Collected data entries
-- Opening Marker --
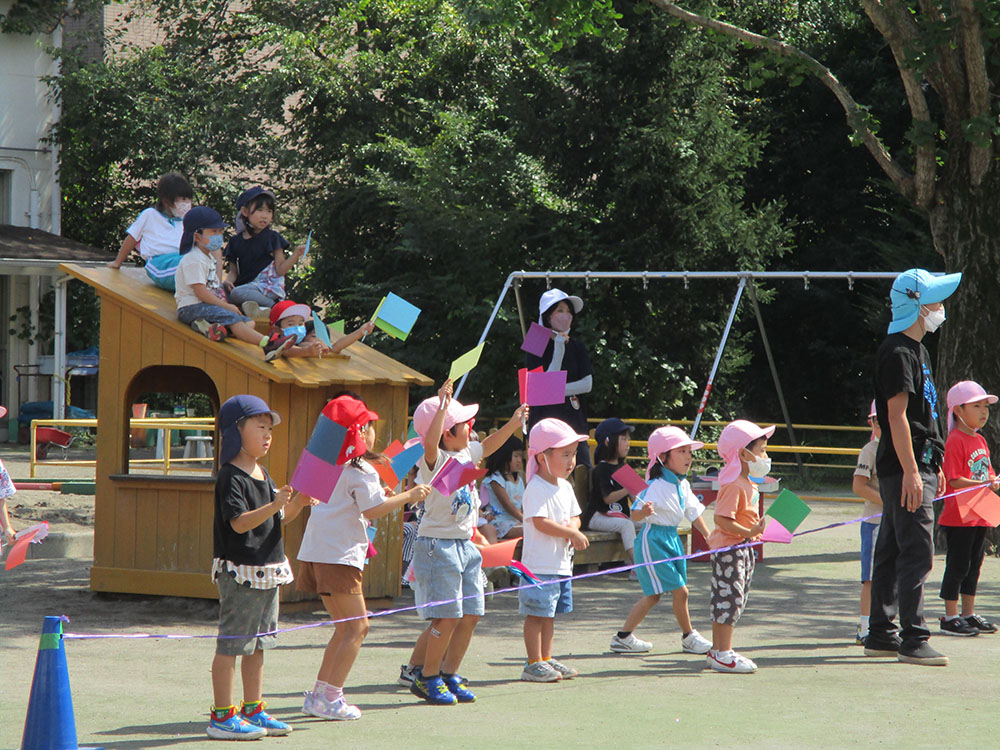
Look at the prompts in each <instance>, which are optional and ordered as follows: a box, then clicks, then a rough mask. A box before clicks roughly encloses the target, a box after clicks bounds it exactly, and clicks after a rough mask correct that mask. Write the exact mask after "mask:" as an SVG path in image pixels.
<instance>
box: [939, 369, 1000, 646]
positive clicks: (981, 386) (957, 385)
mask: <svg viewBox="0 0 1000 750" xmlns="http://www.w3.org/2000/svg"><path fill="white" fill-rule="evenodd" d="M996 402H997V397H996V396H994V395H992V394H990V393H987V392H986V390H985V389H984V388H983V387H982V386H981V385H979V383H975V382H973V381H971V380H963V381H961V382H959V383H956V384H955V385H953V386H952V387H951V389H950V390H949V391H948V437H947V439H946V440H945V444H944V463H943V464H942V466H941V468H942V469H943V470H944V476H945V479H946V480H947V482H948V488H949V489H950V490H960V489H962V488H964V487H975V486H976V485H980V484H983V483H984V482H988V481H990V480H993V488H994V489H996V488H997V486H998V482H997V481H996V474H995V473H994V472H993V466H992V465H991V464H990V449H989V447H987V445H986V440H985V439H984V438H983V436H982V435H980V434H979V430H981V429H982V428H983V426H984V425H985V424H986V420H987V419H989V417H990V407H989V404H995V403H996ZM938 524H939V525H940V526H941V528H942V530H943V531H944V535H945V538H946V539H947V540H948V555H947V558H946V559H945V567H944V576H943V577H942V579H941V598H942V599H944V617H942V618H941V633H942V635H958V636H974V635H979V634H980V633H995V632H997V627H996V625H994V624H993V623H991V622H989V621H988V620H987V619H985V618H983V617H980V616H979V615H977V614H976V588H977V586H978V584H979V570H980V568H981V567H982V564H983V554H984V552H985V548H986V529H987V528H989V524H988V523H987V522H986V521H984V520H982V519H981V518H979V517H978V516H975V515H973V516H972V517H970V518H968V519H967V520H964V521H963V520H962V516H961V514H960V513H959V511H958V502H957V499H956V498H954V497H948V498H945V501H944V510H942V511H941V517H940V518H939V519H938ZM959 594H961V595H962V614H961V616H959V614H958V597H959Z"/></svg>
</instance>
-- Closing Marker --
EXERCISE DESCRIPTION: Reproduce the listing as a numbered list, beginning at its first line and ending with the line that contains "positive clicks: (981, 386) (957, 385)", both included, omitting blank lines and leaving out the pictures.

RESULT:
1. Look at the prompts in each <instance>, which are optional and ordered as follows: a box, then clicks, then a rough mask. A box before clicks roughly encloses the target, a box after clicks bounds it exactly, and clicks after a rough mask correct that mask. Write the exact mask after "mask:" as an SVG path in image pixels.
2. <instance>
3. box: [939, 369, 1000, 646]
4. positive clicks: (981, 386) (957, 385)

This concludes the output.